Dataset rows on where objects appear
————————
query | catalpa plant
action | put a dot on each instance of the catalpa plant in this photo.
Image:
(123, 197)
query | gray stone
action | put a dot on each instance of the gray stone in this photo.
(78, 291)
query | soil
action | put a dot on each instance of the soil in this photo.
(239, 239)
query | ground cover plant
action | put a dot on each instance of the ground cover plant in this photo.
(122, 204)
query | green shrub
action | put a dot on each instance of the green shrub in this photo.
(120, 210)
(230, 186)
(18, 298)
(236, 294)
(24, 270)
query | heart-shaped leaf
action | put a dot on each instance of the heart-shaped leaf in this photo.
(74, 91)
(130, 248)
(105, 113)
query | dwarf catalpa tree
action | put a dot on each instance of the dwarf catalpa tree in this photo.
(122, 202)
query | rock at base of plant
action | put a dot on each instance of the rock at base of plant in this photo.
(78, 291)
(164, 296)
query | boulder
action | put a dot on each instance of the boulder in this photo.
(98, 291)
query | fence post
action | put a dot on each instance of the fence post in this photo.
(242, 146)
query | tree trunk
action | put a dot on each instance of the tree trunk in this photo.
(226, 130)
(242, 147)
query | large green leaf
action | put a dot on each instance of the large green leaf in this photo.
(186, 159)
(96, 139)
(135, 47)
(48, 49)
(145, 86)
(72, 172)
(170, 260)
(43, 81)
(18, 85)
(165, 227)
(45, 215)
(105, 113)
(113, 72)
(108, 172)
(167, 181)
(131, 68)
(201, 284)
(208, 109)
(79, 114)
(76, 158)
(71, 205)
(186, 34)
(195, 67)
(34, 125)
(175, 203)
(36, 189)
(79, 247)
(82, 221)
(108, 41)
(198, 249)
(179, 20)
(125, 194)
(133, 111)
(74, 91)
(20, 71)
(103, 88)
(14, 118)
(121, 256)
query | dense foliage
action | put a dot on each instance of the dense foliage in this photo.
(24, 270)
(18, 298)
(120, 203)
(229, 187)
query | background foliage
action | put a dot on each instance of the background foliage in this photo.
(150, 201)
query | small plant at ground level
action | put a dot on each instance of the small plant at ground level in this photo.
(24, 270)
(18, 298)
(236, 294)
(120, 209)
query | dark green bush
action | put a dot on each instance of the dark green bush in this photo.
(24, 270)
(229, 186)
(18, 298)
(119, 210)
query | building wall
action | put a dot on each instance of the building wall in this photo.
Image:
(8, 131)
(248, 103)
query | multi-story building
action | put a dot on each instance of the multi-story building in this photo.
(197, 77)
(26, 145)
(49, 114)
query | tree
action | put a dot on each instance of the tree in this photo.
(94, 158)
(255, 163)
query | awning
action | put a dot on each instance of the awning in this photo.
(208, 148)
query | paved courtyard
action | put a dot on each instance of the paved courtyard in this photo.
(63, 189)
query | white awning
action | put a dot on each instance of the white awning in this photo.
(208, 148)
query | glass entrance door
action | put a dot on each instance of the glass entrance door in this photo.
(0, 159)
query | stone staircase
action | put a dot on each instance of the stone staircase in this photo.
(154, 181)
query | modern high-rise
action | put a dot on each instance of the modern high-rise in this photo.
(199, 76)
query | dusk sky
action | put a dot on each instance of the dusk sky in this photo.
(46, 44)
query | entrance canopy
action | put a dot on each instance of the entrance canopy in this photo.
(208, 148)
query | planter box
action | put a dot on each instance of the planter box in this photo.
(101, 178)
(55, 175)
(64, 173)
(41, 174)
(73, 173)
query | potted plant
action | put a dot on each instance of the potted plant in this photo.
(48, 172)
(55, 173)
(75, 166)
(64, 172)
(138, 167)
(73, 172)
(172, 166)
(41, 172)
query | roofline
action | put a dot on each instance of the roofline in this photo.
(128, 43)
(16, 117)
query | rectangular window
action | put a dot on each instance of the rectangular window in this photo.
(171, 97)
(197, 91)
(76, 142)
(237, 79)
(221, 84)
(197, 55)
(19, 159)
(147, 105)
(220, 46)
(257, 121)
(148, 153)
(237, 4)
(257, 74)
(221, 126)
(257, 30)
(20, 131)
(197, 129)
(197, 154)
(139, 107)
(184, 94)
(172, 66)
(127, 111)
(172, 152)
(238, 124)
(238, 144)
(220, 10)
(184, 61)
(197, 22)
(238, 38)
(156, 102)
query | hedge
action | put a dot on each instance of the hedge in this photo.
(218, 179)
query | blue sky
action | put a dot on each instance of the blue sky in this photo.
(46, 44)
————————
◆ What is required
Rewrite all of the lines above, switching every "put a dot on" to "mark" and keeping everything else the same.

◆ Solution for this problem
query | catalpa plant
action | mark each instance of the catalpa plant in this photo.
Image:
(123, 197)
query | gray stone
action | mark each instance of the gray stone in this photo.
(78, 291)
query | soil
action | mark each instance of the soil in this photo.
(239, 239)
query | ground cover plant
action | mark each instance of the ground cover plant in this photo.
(122, 204)
query | green shrub
action | mark each instance of the green shrub in this photo.
(120, 210)
(230, 186)
(18, 298)
(236, 294)
(24, 270)
query | heart-shaped leaf
action | mark each instance of the heart-shaped leaf in this photo.
(74, 91)
(130, 248)
(105, 113)
query | dwarf catalpa tree
action | mark each instance of the dwarf catalpa tree in this photo.
(122, 202)
query | rock at base of plant
action | mark each instance of the rock at base of plant in this photo.
(78, 291)
(164, 296)
query | boulder
action | mark each instance of the boulder in this photo.
(98, 291)
query | fence post
action | mark each instance of the fence post in this photo.
(242, 146)
query | tree trunk
action | mark each instance of the tree trunk in this photo.
(226, 130)
(242, 147)
query | large green leaf
action | mark each instance of the large green leaf in this photo.
(186, 159)
(96, 139)
(135, 47)
(48, 49)
(145, 86)
(72, 172)
(170, 260)
(43, 81)
(18, 85)
(165, 227)
(45, 215)
(105, 113)
(113, 72)
(108, 172)
(167, 181)
(131, 68)
(201, 284)
(208, 109)
(79, 114)
(76, 158)
(71, 205)
(186, 34)
(195, 67)
(34, 125)
(175, 203)
(36, 189)
(79, 247)
(82, 221)
(108, 41)
(198, 249)
(179, 20)
(125, 194)
(133, 111)
(74, 91)
(20, 71)
(103, 88)
(14, 118)
(121, 256)
query | dense foliage
action | mark each instance of the dense foliage in this photo.
(24, 270)
(18, 298)
(120, 203)
(229, 187)
query | background foliage
action | mark each instance of the background foliage in this photo.
(150, 201)
query | small plant at ground level
action | mark each instance of the small plant at ground level in this photo.
(24, 270)
(18, 298)
(236, 294)
(120, 209)
query | dark green bush
action | mark each instance of the dark green bush in this photo.
(24, 270)
(229, 186)
(18, 298)
(119, 210)
query | building wall
action | mark each instance of the building wall in this photo.
Image:
(8, 131)
(248, 103)
query | multi-story building
action | mark each instance of the multi-story building in this photo.
(197, 77)
(26, 145)
(49, 114)
query | tree
action | mark each instance of the tree in this photo.
(94, 158)
(255, 163)
query | awning
action | mark each instance of the awning in this photo.
(208, 148)
query | paved courtyard
action | mark each instance of the paved courtyard in this photo.
(63, 189)
query | white awning
action | mark each instance of the white awning in this photo.
(208, 148)
query | glass entrance door
action | mark each instance of the glass entrance door in this photo.
(0, 159)
query | stone staircase
action | mark each instance of the stone staircase in this photo.
(154, 181)
query | modern high-rise
action | mark each instance of the modern high-rise in this photo.
(199, 76)
query | dusk sky
action | mark each instance of the dusk sky in this photo.
(46, 44)
query | entrance canopy
action | mark each instance of the entrance canopy in this photo.
(208, 148)
query | planter box
action | mark each instance of the planter box in this photo.
(101, 178)
(55, 175)
(64, 173)
(41, 174)
(73, 173)
query | potted plant
action | mark each instance of the potted plant in this photo.
(48, 172)
(55, 173)
(75, 166)
(64, 172)
(138, 167)
(73, 172)
(172, 166)
(41, 172)
query | roofline
action | mark each instance of the roofline in this photo.
(128, 43)
(16, 117)
query | rectangular window
action | mark each instance of the rectangular window in this photo.
(171, 97)
(197, 91)
(76, 142)
(237, 79)
(221, 84)
(197, 55)
(19, 159)
(147, 105)
(220, 46)
(257, 121)
(148, 153)
(237, 4)
(257, 74)
(221, 126)
(257, 30)
(20, 131)
(197, 129)
(197, 154)
(139, 107)
(184, 94)
(172, 66)
(127, 111)
(172, 152)
(238, 124)
(238, 144)
(220, 10)
(184, 61)
(197, 22)
(238, 38)
(156, 102)
query | hedge
action | mark each instance of the hedge in this photo.
(218, 179)
query | blue sky
action | mark each instance of the blue sky in this photo.
(46, 44)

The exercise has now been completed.